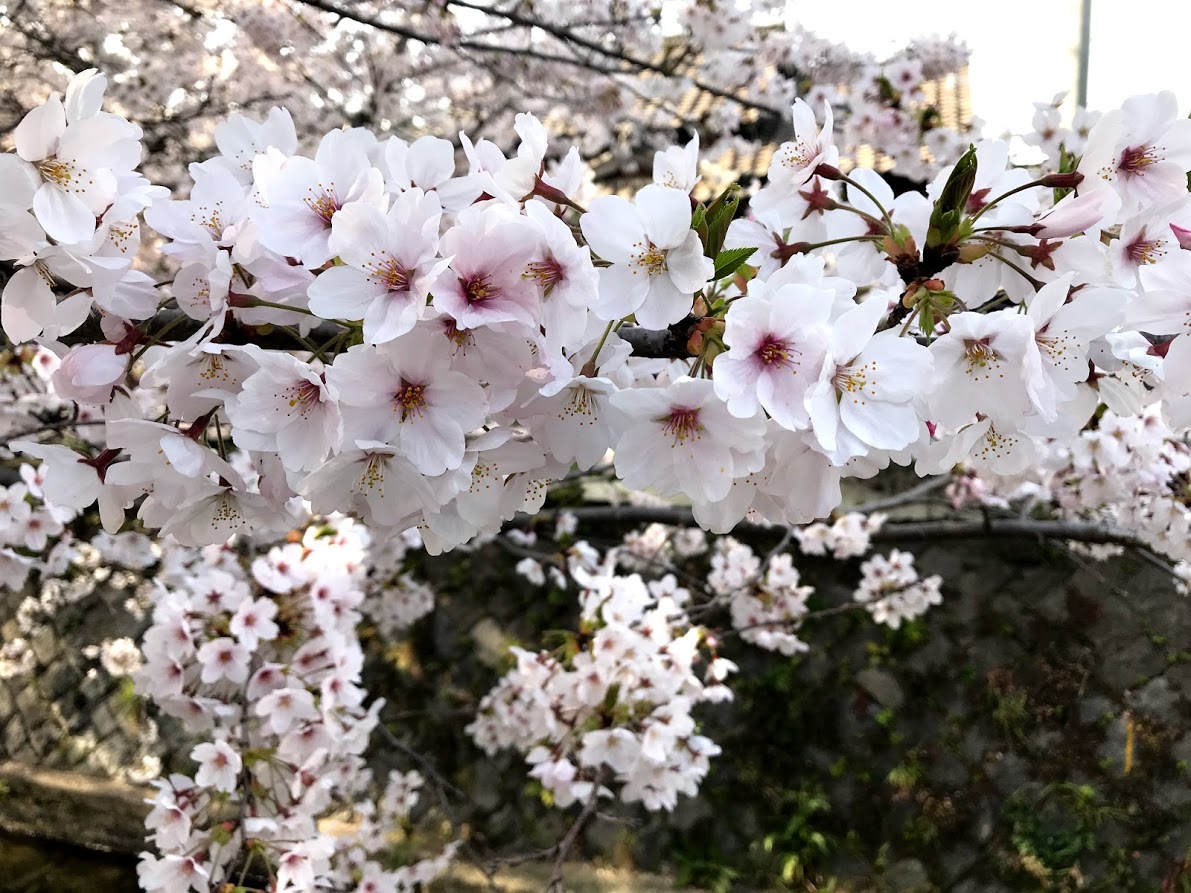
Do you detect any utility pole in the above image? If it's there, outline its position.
[1075,0,1092,108]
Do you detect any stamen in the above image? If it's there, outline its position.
[657,406,703,447]
[393,379,426,421]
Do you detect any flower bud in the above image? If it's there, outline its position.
[54,344,129,404]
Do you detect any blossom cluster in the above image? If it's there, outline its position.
[0,0,967,195]
[135,522,450,893]
[0,57,1191,891]
[855,549,943,630]
[468,544,735,810]
[4,74,1191,551]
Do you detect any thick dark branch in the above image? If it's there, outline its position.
[509,505,1148,557]
[44,310,692,360]
[282,0,780,114]
[616,317,696,360]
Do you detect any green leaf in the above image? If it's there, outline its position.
[703,183,740,257]
[712,248,756,280]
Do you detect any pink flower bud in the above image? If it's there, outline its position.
[1030,189,1115,239]
[1171,224,1191,250]
[54,344,129,404]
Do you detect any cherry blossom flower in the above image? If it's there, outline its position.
[612,376,765,502]
[191,742,244,793]
[713,285,835,431]
[310,188,447,344]
[806,293,933,464]
[579,185,715,329]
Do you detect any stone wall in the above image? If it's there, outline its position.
[0,528,1191,893]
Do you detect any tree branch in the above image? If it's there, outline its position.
[516,505,1148,557]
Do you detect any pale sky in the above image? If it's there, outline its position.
[787,0,1191,136]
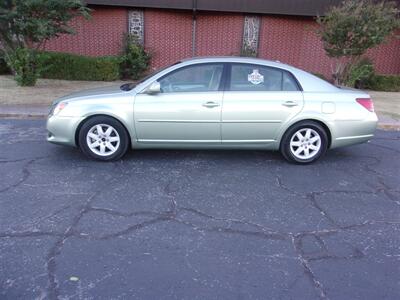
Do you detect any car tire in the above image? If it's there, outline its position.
[280,121,328,164]
[79,116,130,161]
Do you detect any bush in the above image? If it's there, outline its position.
[120,35,151,80]
[38,52,121,81]
[345,58,375,88]
[366,75,400,92]
[6,48,39,86]
[0,53,11,75]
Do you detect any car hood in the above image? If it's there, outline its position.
[53,86,127,104]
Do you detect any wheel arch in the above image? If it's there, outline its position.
[279,118,332,149]
[74,113,132,147]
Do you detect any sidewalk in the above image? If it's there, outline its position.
[0,76,400,131]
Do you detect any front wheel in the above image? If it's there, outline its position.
[281,121,328,164]
[79,116,129,161]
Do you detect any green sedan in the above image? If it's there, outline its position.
[47,57,378,164]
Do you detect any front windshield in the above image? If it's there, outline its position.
[120,61,180,91]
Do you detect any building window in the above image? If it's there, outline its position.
[128,10,144,45]
[242,16,261,56]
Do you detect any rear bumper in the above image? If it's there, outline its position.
[46,116,83,147]
[331,113,378,148]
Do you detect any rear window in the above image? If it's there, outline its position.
[230,64,300,91]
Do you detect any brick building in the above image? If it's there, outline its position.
[46,0,400,76]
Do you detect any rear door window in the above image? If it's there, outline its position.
[228,64,299,91]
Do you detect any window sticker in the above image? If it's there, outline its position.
[247,69,264,85]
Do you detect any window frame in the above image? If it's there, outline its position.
[224,62,303,93]
[156,62,228,95]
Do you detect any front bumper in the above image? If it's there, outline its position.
[46,115,83,147]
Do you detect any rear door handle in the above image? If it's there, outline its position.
[282,101,299,107]
[203,101,219,108]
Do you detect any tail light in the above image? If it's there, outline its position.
[356,98,374,112]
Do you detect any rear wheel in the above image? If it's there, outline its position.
[79,116,129,161]
[281,121,328,164]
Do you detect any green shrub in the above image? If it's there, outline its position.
[366,75,400,92]
[0,52,11,75]
[6,48,40,86]
[38,52,121,81]
[345,58,375,88]
[120,35,151,80]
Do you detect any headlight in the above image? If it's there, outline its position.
[50,102,68,116]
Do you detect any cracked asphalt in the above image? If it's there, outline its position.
[0,120,400,300]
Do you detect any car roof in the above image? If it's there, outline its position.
[180,56,295,69]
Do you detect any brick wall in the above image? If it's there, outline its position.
[196,13,244,56]
[43,7,400,77]
[144,9,192,69]
[46,7,128,56]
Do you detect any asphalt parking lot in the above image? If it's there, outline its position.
[0,120,400,299]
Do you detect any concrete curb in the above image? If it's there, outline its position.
[0,113,47,120]
[0,112,400,131]
[378,122,400,131]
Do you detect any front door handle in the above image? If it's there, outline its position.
[282,101,299,107]
[203,101,219,108]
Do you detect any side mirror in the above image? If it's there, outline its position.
[145,81,161,95]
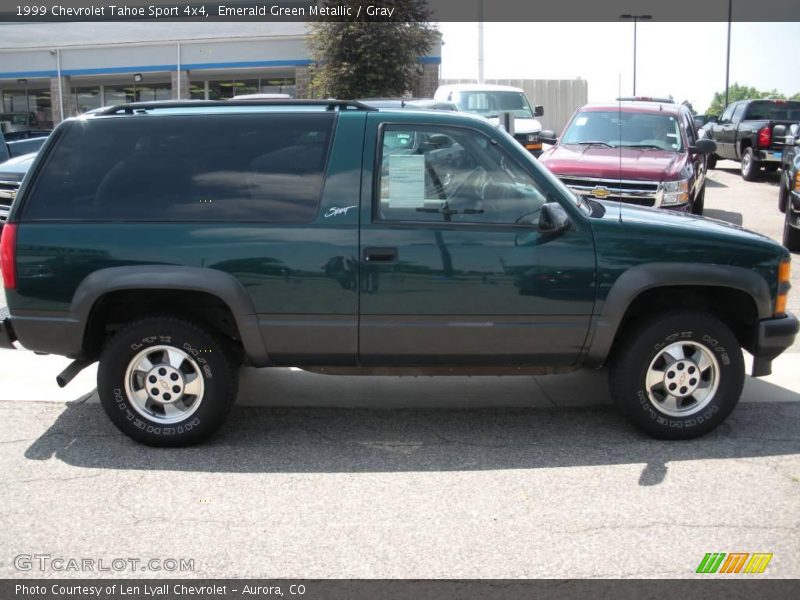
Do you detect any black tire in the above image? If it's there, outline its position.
[97,317,238,446]
[741,148,761,181]
[609,310,744,440]
[692,183,706,215]
[778,171,789,212]
[783,202,800,252]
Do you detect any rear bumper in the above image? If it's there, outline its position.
[758,150,783,163]
[752,313,800,377]
[0,308,17,350]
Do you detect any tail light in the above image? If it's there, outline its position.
[758,127,772,148]
[0,223,17,290]
[775,258,791,317]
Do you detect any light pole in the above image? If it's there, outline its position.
[17,79,31,112]
[619,14,653,96]
[133,73,143,102]
[725,0,733,107]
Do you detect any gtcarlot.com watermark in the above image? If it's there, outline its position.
[14,554,194,573]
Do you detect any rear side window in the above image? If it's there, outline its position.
[23,113,335,222]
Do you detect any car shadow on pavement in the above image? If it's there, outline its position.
[20,380,800,486]
[706,177,728,187]
[703,208,744,227]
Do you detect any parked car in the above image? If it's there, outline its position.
[778,123,800,252]
[0,152,36,228]
[433,83,544,156]
[0,129,50,164]
[0,112,53,133]
[0,100,798,446]
[539,101,715,215]
[706,100,800,181]
[358,98,458,111]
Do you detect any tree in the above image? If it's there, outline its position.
[309,0,438,99]
[706,83,800,116]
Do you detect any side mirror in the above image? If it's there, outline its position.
[689,138,717,154]
[539,202,570,235]
[539,129,558,146]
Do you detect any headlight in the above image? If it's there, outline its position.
[661,179,689,206]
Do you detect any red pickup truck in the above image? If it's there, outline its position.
[539,101,716,215]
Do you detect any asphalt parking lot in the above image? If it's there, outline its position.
[0,161,800,578]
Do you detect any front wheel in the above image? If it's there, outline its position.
[97,317,237,446]
[778,171,789,212]
[609,311,744,440]
[783,201,800,252]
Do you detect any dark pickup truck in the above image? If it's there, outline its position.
[706,100,800,181]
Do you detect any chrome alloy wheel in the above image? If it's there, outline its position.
[645,341,720,417]
[125,346,205,425]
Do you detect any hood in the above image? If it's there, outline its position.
[539,143,686,181]
[0,152,36,181]
[488,117,542,133]
[599,201,777,246]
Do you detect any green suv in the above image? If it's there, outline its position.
[0,100,798,446]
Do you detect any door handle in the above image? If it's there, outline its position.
[364,248,397,263]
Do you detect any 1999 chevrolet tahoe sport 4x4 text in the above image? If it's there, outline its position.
[0,100,798,446]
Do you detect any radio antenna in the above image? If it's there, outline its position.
[617,73,622,223]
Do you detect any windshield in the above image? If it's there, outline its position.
[453,91,533,119]
[561,111,683,152]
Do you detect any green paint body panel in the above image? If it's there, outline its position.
[7,106,788,365]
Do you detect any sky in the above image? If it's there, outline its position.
[439,22,800,113]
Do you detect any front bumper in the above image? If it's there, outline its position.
[751,313,800,377]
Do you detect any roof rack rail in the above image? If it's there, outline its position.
[92,98,376,115]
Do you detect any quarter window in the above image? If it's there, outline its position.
[24,113,334,222]
[375,126,547,224]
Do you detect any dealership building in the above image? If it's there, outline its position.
[0,22,441,124]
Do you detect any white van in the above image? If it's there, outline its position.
[433,83,544,156]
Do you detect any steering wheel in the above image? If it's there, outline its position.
[447,166,489,210]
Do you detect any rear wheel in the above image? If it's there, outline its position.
[741,148,761,181]
[97,317,237,446]
[609,311,744,440]
[783,204,800,252]
[692,183,706,215]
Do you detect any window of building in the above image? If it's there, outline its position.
[23,113,335,223]
[72,85,102,114]
[189,77,297,100]
[104,83,172,106]
[376,125,546,224]
[0,88,53,127]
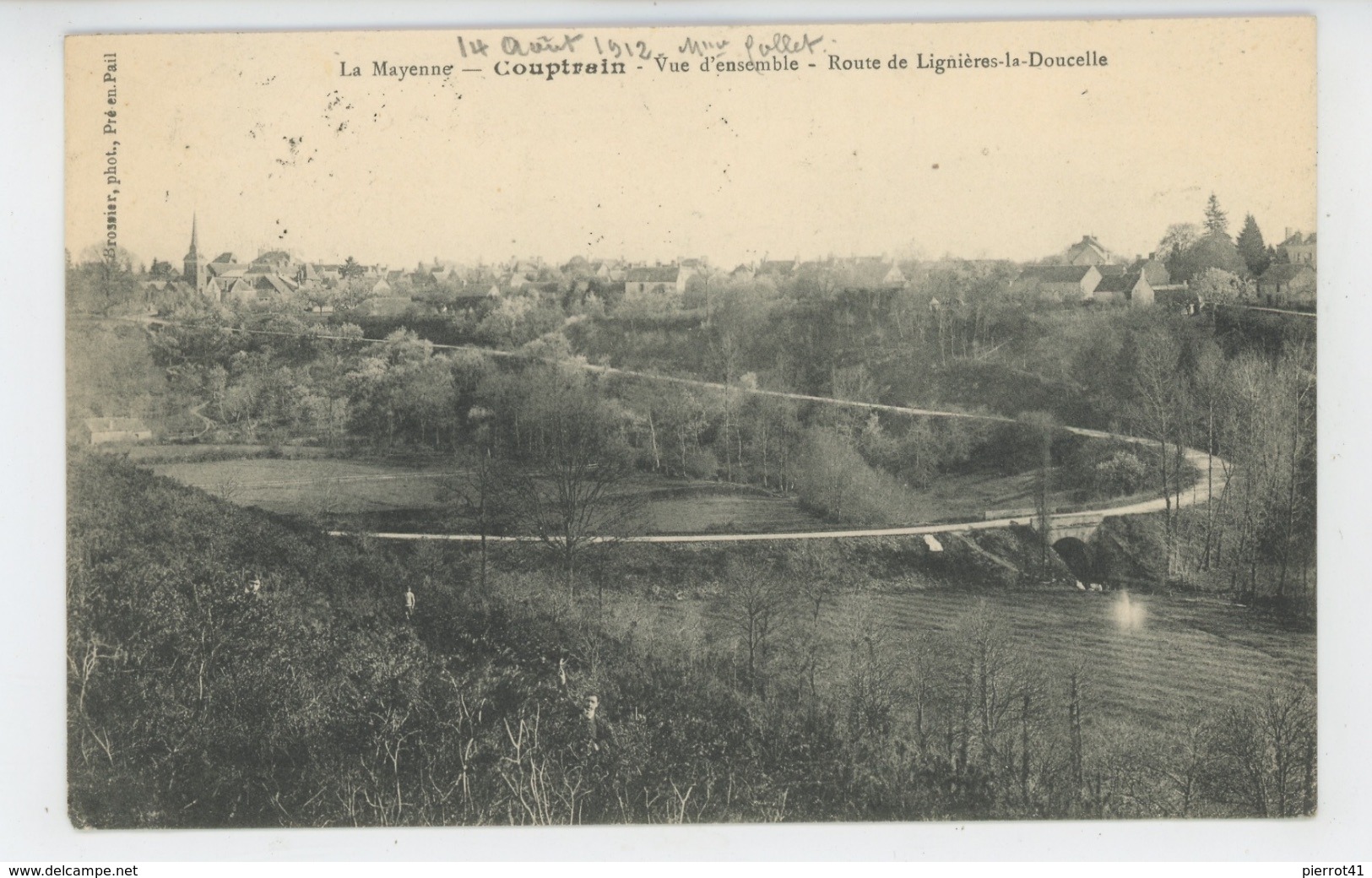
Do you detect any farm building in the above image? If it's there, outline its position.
[1087,270,1154,306]
[83,417,152,445]
[1010,265,1100,302]
[1258,262,1315,307]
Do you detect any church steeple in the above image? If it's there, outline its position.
[182,214,206,292]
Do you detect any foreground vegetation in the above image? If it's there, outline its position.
[68,454,1315,827]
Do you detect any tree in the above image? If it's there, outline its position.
[1018,412,1056,579]
[1205,192,1229,236]
[339,257,366,280]
[1158,222,1201,259]
[1168,232,1249,280]
[1238,214,1272,277]
[723,560,789,694]
[513,368,643,597]
[1191,269,1247,306]
[443,417,511,593]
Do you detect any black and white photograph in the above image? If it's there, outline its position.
[53,17,1321,830]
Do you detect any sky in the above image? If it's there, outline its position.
[66,18,1315,268]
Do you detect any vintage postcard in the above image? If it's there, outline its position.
[66,17,1320,829]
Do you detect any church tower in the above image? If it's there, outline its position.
[182,214,206,292]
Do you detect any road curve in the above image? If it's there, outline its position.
[121,317,1227,544]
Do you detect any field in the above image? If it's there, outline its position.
[147,446,1158,534]
[152,458,818,534]
[637,588,1315,733]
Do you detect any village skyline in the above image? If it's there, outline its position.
[68,19,1315,273]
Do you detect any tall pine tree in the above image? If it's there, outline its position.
[1236,214,1272,277]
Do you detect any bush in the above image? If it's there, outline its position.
[1091,452,1148,496]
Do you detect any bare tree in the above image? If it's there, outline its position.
[723,566,790,694]
[512,369,643,597]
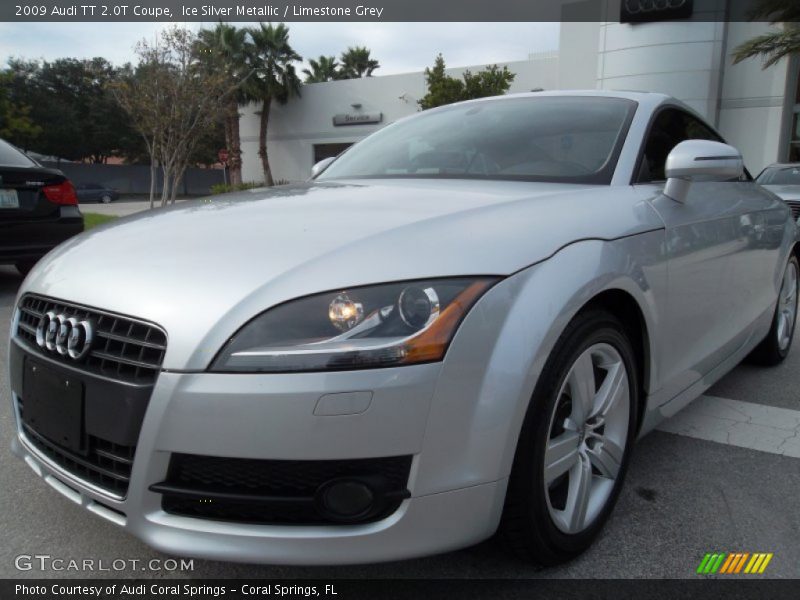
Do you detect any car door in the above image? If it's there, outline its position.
[635,107,784,399]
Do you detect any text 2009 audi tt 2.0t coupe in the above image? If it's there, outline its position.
[10,92,798,564]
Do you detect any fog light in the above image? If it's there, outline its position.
[317,479,375,520]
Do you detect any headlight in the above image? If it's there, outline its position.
[211,277,497,373]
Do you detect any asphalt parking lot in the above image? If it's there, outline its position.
[0,266,800,579]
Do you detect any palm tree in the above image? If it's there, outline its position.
────────────────────────────────────────
Rescale the records from the line that contains "Do you detect any green shrub" through the line that contains "[0,120,400,300]". Repeat every line in that span, requests included, and multiply each bounding box coordinate in the answers by 1.7, rounding to whole numbers with halves rounded up.

● **Task result**
Do you detect any green shrub in the above image? If it's there, outline its position.
[622,128,680,156]
[0,88,19,128]
[10,82,68,146]
[65,88,206,138]
[587,99,638,150]
[204,60,257,136]
Do you detect any headlight in the above image? If it's there, outline its position.
[85,173,116,197]
Do you detect any cracked asphalt in the above image? If it's there, outline its position.
[0,204,680,510]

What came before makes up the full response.